• _Article_
BEGIN
Leah Reads: Between the World and Me, by Ta-Nehisi Coates

I looked it up on a map. I lived two miles from where the author Ta-Nehisi Coates grew up.

I was twenty-five and living in a loft apartment on the corner of Eutaw and Centre Streets in Baltimore. That apartment had security cameras and gates and a sentry at the front desk. Camden Yards was a mile south, Lexington Market a couple of blocks away, and West Baltimore, where Coates had lived, lay just past Seton Hill to my left. When I went running every morning before work, I ran right, always right, out of the alley next to my building, then through the beautiful stretch of Mt. Vernon and down around Inner Harbor.

I never went left.

I loved where I lived. I loved my tiny spiral staircase and my view of Johns Hopkins and the drive through Roland Park to get to my classes at Notre Dame of Maryland. I loved the restuarants I couldn’t afford and the buildings and my walks along Charles Street. I felt alive there.
END
• _Written instruction 1_
Please go through the listing, starting at the line that has "UI grounding query — identify the bare" and stopping after the line that has "[168,298,220,381]". Give those lines again with "shed door" swapped for "garage door" and everything else unchanged.

• _Material to process_
BEGIN
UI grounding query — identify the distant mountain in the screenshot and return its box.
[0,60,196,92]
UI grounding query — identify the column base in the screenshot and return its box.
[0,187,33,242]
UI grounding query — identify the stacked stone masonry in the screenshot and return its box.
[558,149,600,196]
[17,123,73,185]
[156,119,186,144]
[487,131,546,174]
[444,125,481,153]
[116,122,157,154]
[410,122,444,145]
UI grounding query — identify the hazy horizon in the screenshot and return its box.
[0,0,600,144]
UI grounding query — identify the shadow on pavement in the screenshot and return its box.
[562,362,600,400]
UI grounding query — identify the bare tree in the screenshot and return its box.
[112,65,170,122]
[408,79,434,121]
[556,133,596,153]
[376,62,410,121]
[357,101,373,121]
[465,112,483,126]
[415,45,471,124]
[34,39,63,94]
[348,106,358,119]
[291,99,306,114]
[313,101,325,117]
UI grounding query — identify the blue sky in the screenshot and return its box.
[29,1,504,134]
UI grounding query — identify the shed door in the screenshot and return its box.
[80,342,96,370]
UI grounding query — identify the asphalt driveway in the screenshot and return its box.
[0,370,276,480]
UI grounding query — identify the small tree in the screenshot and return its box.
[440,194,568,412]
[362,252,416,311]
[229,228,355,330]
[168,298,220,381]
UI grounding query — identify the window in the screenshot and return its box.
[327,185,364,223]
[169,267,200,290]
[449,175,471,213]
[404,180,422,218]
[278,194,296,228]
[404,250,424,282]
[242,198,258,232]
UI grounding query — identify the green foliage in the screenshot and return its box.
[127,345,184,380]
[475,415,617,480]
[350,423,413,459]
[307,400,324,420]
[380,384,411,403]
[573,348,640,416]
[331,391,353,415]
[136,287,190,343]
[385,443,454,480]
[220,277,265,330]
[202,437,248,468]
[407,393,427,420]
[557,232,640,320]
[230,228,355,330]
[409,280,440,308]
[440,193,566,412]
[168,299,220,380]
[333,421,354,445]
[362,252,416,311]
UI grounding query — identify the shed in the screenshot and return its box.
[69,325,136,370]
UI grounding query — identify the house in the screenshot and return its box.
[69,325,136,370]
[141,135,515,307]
END
• _Written instruction 2_
Translate this sentence from the piece about Baltimore into Spanish: "That apartment had security cameras and gates and a sentry at the front desk."

• _Correct response 1_
UI grounding query — identify the bare tree in the screenshot and return its box.
[112,65,170,122]
[408,79,434,121]
[556,133,596,153]
[376,62,410,121]
[357,101,373,121]
[465,112,483,126]
[415,45,471,124]
[34,39,63,94]
[348,106,358,119]
[291,99,306,114]
[313,101,325,117]
UI grounding query — identify the blue sky in the screenshot and return its box.
[29,1,504,134]
UI grounding query — identify the garage door in the screenshot and return its box.
[80,342,96,370]
UI grounding query — identify the asphalt driveway in the screenshot and return its box.
[0,370,276,480]
UI grounding query — identify the small tree in the screenshot and return its box.
[440,194,568,412]
[362,252,416,311]
[229,228,355,330]
[168,298,220,381]

• _Correct response 2_
Ese apartamento tenía cámaras de seguridad y rejas y un centinela en la recepción.